■ Given problem ■
Edit the rows below so that each "single marker" becomes "single dot", with everything else left the same. Leave the pictures out of your answer.

☆ ☆ ☆ ☆

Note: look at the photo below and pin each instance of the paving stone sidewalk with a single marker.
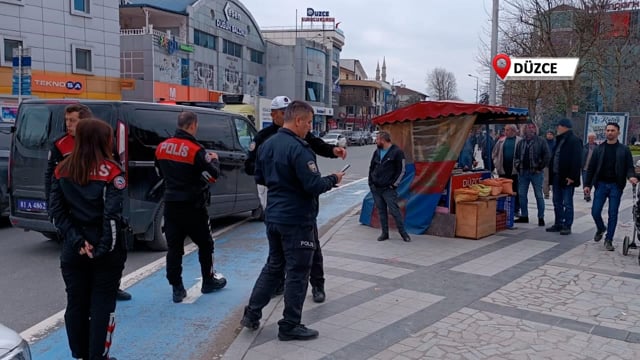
(520, 294)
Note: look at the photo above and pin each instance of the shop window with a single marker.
(82, 59)
(80, 7)
(7, 48)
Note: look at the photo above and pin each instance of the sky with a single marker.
(415, 36)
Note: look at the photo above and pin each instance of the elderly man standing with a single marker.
(531, 158)
(503, 157)
(564, 173)
(587, 152)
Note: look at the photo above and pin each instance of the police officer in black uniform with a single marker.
(188, 169)
(86, 207)
(287, 166)
(278, 106)
(62, 147)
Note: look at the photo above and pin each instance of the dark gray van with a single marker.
(139, 128)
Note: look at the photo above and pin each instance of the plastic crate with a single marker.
(507, 204)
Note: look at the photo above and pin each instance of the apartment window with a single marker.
(256, 56)
(82, 59)
(80, 7)
(231, 48)
(7, 48)
(203, 39)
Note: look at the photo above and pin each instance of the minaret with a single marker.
(384, 69)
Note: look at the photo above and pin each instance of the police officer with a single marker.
(62, 147)
(188, 170)
(287, 166)
(278, 106)
(86, 207)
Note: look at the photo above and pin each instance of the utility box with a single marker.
(476, 219)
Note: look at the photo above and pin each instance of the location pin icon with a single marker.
(502, 69)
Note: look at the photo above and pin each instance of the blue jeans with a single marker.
(536, 179)
(604, 191)
(562, 203)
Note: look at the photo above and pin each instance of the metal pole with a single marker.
(494, 52)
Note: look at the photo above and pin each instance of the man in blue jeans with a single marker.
(610, 166)
(564, 173)
(531, 158)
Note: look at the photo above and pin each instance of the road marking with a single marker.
(55, 321)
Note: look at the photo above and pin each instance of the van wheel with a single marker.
(258, 214)
(159, 242)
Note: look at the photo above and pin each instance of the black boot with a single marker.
(318, 293)
(215, 282)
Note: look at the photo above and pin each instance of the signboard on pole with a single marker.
(596, 122)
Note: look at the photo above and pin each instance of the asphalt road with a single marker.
(31, 286)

☆ ☆ ☆ ☆

■ Response to this exercise ■
Note: look at the photo below and pin each instance of the paving stone sidewalk with a single dot.
(520, 294)
Note: look at the photo above and pin each instance of the shop window with a single dot.
(82, 59)
(80, 7)
(7, 48)
Note: look at the photo above and pin each instance of the sky with a single dot.
(415, 36)
Note: look at the photo above and pin each instance of the elderly man standing with a single dot.
(531, 158)
(503, 157)
(564, 173)
(587, 152)
Note: look at the photo above and pin each instance of the police officer in black uniform with a single dot.
(188, 169)
(86, 207)
(287, 166)
(278, 106)
(62, 147)
Note: look at the photo above and pin each instance of the dark gray van with a single dot.
(139, 128)
Note: look at the photo above and pin each instance of the plastic crate with a single dot.
(507, 204)
Note: look at the photo above and pin each instance of the apartment window with a single dot.
(256, 56)
(82, 59)
(80, 7)
(231, 48)
(7, 48)
(203, 39)
Note: look at the photo above and pin each instance of the minaret with a single dot.
(384, 69)
Note: look at the photo above and pin each instance of the police officer with a single dot.
(62, 147)
(188, 170)
(287, 166)
(278, 106)
(86, 207)
Note: look at the photo above and pin each instance of the utility box with a single dot.
(476, 219)
Note: look at the photo above and pin each instance of the location pin icon with a single dot.
(502, 69)
Note: look at the photo above and pin each instance of the blue jeans with a single dot.
(536, 179)
(604, 191)
(562, 203)
Note: look at the photo above and pin each instance of the metal pole with a single dot.
(494, 52)
Note: look at the photo above and pin each instance of the man in blue jeans with a single dot.
(610, 166)
(564, 173)
(531, 158)
Note: look at the photo above and pin each instance of the road marking with a single dot.
(55, 321)
Note: look at the photo above and pin each instance of the van wheel with a single dot.
(258, 214)
(159, 242)
Note: look at the photo above and pin each instance of the black boot with a single dot.
(318, 293)
(215, 282)
Note: look at the photo above and pin each instance of the signboard on pole with a single dot.
(596, 122)
Note: look at the photo above and pin each instance of the asphalt road with a single dot.
(31, 286)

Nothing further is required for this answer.